## Provided passage
+++
More Than 40 Nations Pledge to Cut Emissions From Their Health Industries
The plans, while short on specifics, represent a notable step toward cutting greenhouse gas emissions from hospitals and the health care industry, a sizable emitter globally.,
More than 40 countries have pledged to cut greenhouse-gas emissions across their health systems, World Health Organization officials said late Monday, representing the largest global effort to date to try to reduce contributions by the world’s hospitals and health care industry to global warming.
“This announcement is huge,” said Josh Karliner, the international director of program and strategy at Health Care Without Harm, a nonprofit that has worked to reduce the environmental impact of the health care sector. It is designed to put the industry on a path toward “net zero” emissions of greenhouse gases, he said, and “what it implies is that the way health care is provided is going to be fundamentally transformed.”
The governments of 42 countries have said they will lower their emissions of carbon dioxide, the main greenhouse gas that is warming the world, across their health systems. Twelve countries have pledged to reach net zero carbon dioxide emissions before 2050.
The pledges have come from high-income countries including the United States, Britain and Germany, as well as several low- and middle-income countries that are already among the most vulnerable to the effects of climate change, such as the Bahamas, Fiji and the Maldives.
The health care sector accounts for almost five percent of global carbon dioxide emissions. If it were a country, it would be the fifth largest emitter.
Many of the pledges represent initial commitments that will need to be bolstered with more specific details on how the goals might be achieved.
+++
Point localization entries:
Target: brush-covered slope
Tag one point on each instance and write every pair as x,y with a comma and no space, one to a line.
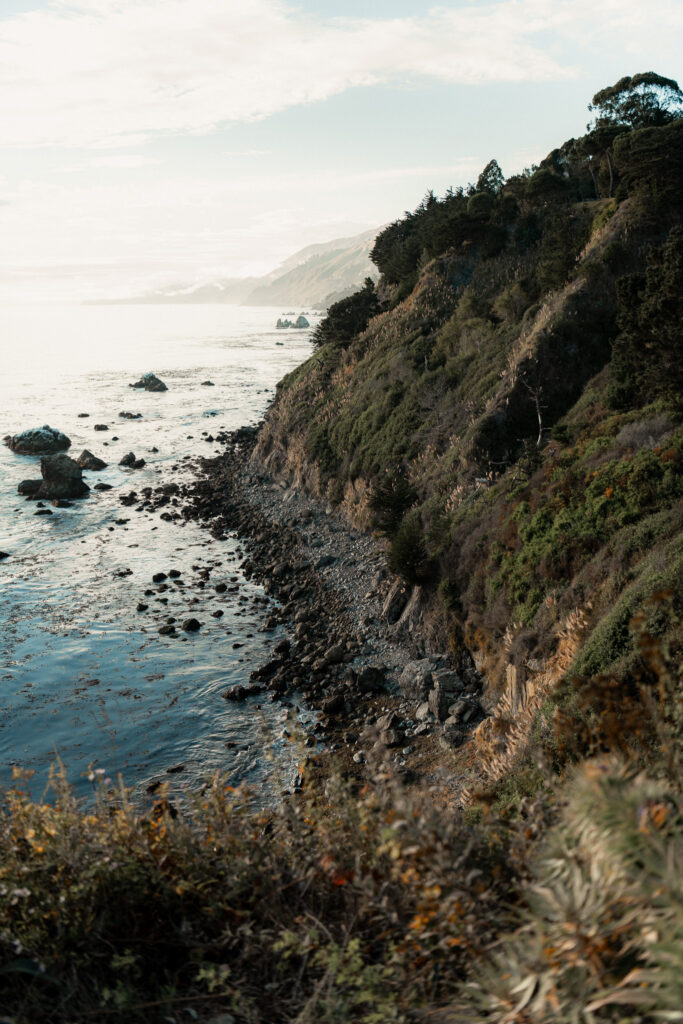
505,404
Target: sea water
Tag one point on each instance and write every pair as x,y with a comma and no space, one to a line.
84,676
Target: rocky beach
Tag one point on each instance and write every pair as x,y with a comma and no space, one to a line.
353,650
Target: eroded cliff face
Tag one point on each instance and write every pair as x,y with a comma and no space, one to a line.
495,409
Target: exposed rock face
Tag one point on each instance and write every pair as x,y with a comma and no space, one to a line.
446,687
62,477
150,382
395,601
87,460
416,680
39,440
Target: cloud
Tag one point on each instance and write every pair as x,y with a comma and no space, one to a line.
102,73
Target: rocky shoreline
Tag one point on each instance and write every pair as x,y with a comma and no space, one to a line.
382,700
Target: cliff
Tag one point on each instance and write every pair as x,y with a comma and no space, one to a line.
510,420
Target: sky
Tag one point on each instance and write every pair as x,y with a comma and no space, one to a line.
153,143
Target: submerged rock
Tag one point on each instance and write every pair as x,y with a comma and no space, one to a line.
150,382
39,440
87,460
62,477
29,487
131,462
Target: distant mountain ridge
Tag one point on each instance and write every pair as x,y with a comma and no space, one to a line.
314,276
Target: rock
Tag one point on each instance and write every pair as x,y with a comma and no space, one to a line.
29,487
191,625
39,440
452,737
87,460
391,737
237,693
336,654
446,685
150,382
334,705
388,721
130,462
423,714
458,710
395,601
416,680
371,678
62,477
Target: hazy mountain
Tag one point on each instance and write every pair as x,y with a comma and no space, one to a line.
312,276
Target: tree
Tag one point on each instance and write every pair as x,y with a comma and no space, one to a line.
348,317
644,100
492,178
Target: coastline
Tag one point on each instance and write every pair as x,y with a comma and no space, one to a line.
345,651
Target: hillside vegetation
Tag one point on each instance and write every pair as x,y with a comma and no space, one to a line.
508,399
504,407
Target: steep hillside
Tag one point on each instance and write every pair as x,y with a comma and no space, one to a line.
508,415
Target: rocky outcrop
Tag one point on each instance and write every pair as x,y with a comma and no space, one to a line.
130,462
150,382
62,477
87,460
39,440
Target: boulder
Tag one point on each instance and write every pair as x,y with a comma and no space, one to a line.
131,462
371,678
452,737
391,737
150,382
87,460
62,477
395,601
39,440
446,686
416,680
30,487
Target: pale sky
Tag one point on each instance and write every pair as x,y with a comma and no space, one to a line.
150,142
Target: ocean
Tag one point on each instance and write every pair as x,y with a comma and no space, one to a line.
85,677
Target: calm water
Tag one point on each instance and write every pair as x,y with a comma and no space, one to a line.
82,673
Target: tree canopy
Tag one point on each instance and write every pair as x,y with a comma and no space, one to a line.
643,100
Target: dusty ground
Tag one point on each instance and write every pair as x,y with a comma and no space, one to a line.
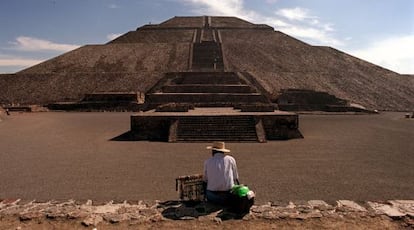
352,223
61,156
71,156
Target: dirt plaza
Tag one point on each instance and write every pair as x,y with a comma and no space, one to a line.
71,156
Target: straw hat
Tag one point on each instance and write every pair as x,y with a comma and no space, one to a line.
219,146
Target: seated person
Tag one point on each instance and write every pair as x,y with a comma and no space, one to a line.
220,174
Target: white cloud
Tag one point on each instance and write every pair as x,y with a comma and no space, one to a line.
111,37
297,13
394,53
113,6
24,43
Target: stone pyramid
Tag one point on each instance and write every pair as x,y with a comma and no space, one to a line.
273,61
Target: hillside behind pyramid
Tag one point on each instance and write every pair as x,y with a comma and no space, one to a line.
137,60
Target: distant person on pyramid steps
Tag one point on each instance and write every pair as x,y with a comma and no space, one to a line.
222,179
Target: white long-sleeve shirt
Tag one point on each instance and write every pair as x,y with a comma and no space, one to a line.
220,172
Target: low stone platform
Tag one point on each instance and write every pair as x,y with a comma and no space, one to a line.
210,124
91,213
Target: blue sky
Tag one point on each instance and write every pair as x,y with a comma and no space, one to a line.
380,31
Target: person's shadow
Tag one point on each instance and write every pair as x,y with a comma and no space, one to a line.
184,210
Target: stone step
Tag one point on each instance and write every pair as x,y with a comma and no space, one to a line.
210,128
212,98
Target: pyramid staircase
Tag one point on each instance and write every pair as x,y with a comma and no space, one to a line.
206,84
215,128
204,89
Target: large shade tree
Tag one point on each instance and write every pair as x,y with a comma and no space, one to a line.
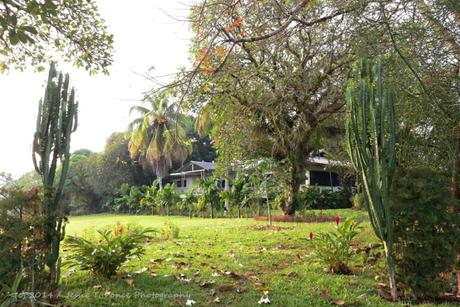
272,75
156,138
31,31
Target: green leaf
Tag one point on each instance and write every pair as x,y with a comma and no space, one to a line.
14,39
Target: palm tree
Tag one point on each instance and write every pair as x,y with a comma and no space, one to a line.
156,138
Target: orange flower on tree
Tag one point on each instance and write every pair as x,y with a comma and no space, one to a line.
237,21
220,51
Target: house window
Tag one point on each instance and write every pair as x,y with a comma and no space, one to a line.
325,179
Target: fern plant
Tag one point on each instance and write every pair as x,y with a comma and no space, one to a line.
111,248
334,248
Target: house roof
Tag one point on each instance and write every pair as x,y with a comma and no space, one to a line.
205,165
194,167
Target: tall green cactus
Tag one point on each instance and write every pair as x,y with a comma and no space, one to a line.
56,120
371,142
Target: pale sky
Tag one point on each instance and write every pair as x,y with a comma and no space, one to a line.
145,36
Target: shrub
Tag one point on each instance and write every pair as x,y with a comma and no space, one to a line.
105,254
169,231
315,198
21,240
334,248
357,201
426,231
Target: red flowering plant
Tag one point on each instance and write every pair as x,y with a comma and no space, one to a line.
334,248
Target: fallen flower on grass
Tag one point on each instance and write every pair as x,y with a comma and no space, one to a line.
264,299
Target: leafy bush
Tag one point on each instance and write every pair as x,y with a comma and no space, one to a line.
169,231
105,254
357,201
315,198
334,248
21,240
426,231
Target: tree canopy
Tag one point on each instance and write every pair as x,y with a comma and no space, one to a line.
33,32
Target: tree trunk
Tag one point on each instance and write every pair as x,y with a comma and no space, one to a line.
454,182
296,179
269,213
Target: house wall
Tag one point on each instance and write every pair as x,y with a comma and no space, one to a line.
335,186
191,180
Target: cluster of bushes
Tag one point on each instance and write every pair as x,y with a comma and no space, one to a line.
426,232
23,251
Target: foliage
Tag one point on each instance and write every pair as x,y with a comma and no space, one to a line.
12,295
169,231
105,254
315,198
358,201
427,231
334,248
31,31
106,171
209,194
371,144
56,121
269,95
156,138
22,249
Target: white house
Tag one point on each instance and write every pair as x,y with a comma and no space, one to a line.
190,173
318,173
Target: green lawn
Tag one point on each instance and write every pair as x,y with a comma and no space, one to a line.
266,260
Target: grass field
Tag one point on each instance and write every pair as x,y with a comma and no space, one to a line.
235,260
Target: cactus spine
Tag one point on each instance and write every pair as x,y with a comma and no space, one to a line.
56,120
371,141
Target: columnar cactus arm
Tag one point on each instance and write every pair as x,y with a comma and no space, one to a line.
57,119
371,142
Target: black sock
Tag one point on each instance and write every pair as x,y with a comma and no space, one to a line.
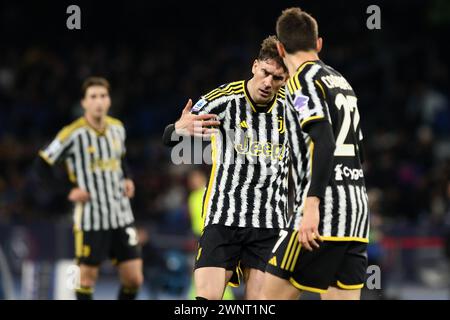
127,293
84,293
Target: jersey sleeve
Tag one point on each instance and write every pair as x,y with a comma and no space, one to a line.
209,102
307,96
59,148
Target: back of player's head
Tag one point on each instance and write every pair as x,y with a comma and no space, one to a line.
94,81
269,51
297,30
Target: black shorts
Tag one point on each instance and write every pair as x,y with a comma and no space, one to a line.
235,248
93,247
340,264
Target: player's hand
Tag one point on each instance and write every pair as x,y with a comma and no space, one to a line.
129,188
78,195
308,231
195,125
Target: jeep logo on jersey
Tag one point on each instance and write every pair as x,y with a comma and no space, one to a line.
353,174
301,102
200,103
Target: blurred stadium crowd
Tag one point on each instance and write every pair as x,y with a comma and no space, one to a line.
400,74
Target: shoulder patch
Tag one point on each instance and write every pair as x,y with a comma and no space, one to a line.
199,105
114,121
300,102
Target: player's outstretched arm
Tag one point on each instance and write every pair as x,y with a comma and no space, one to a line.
190,124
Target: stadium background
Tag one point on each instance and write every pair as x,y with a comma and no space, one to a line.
157,55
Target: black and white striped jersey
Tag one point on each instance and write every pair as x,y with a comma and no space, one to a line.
250,154
93,162
319,93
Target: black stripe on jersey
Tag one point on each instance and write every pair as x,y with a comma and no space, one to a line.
104,182
93,175
84,167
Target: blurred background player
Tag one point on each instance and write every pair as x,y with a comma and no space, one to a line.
197,184
324,248
246,200
93,150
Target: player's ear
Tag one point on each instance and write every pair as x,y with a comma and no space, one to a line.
255,65
319,44
280,49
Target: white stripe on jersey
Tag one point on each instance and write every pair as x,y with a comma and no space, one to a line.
365,214
238,164
118,185
342,211
225,164
328,216
268,206
218,155
354,208
250,171
318,109
100,185
90,181
263,173
108,180
360,209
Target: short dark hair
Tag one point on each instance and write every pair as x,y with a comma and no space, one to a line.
94,81
269,51
297,30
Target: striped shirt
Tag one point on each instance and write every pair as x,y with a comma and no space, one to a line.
249,176
93,162
319,93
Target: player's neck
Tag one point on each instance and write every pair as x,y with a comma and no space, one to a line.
294,61
99,124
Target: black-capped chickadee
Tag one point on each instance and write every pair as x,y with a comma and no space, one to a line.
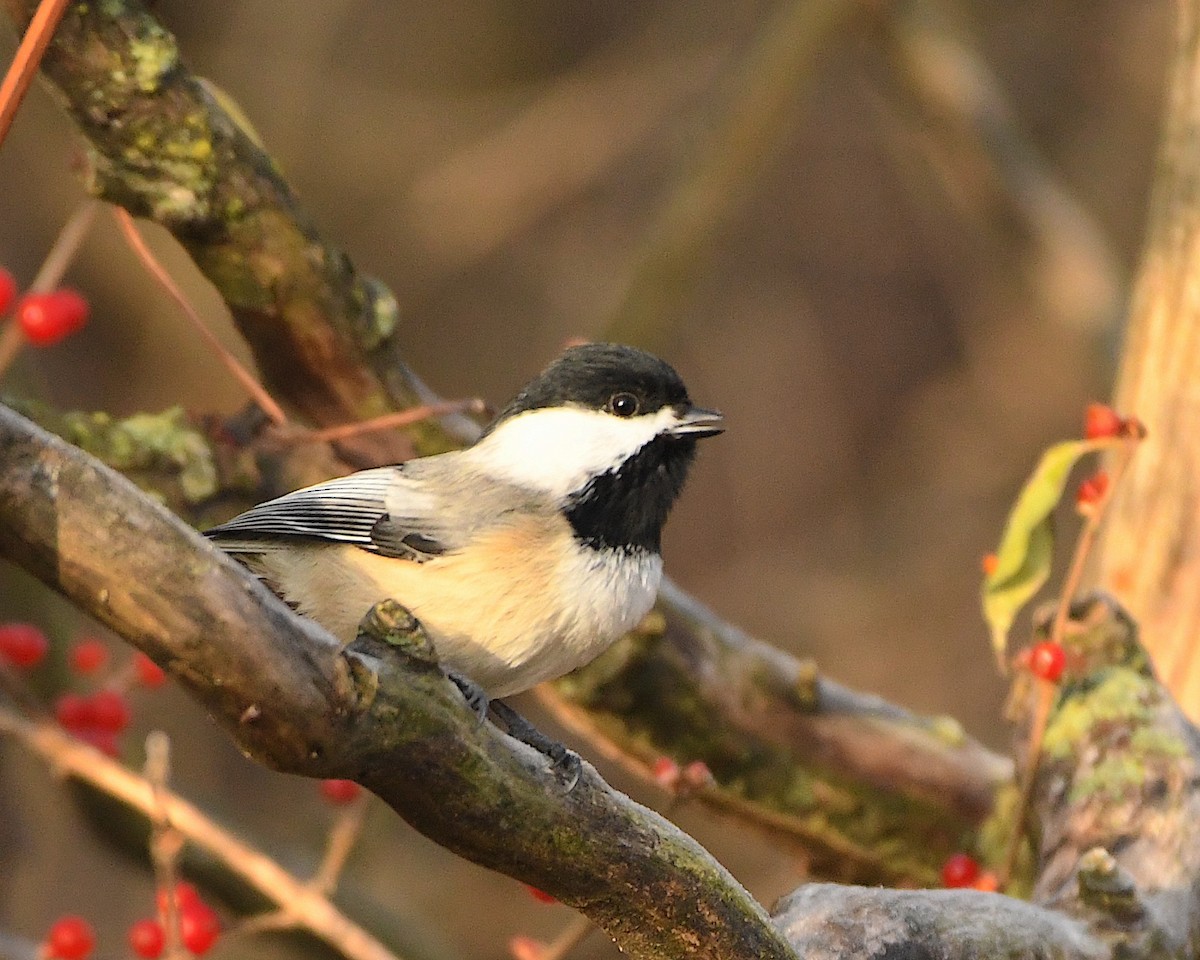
+++
## Assignment A
Output the part of the article on health system emissions pledges between "The governments of" and "might be achieved.", inclusive.
## Assignment B
Finish out the next part of the article on health system emissions pledges, starting after its last sentence.
The entries play no part in what is asked here.

## Task response A
The governments of 42 countries have said they will lower their emissions of carbon dioxide, the main greenhouse gas that is warming the world, across their health systems. Twelve countries have pledged to reach net zero carbon dioxide emissions before 2050.
The pledges have come from high-income countries including the United States, Britain and Germany, as well as several low- and middle-income countries that are already among the most vulnerable to the effects of climate change, such as the Bahamas, Fiji and the Maldives.
The health care sector accounts for almost five percent of global carbon dioxide emissions. If it were a country, it would be the fifth largest emitter.
Many of the pledges represent initial commitments that will need to be bolstered with more specific details on how the goals might be achieved.

## Task response B
At this week’s global climate summit in Glasgow, the issue of public health has taken on a higher profile than at any previous United Nations climate conference. For the first time there is a dedicated health pavilion, and a series of panels, speeches, and lectures outlining the effects of climate change on health.
They included emotional pleas by mothers of children suffering from air pollution, including Rosamund Adoo-Kissi-Debrah, who spoke with Alok Sharma, the head of the conference, on Friday and whose daughter’s death from asthma was attributed to air pollution. There have also been presentations of new technologies, including the introduction of a zero-emissions ambulance.
There is already a sizable body of research showing that climate change is contributing to a wide range of health risks around the world. It is exacerbating heat waves, intensifying wildfires, heightening flood risks and worsening droughts. These are, in turn, increasing heat-related mortality, pregnancy complications and cardiovascular disease. And as with many things climate-related, the risks and harms are particularly severe in places that are the least able to respond.
The United States, which accounts for more than a quarter of health-sector carbon dioxide emissions globally, joined in the commitment to clean up its health sector. Admiral Rachel Levine, the assistant secretary of the Department of Health and Human Services, said the government would reduce emissions at federal health facilities, which could include those operated by the Department of Defense and the Department of Veterans Affairs, and would provide incentives, guidance and assistance to privately operated health facilities to make similar reductions.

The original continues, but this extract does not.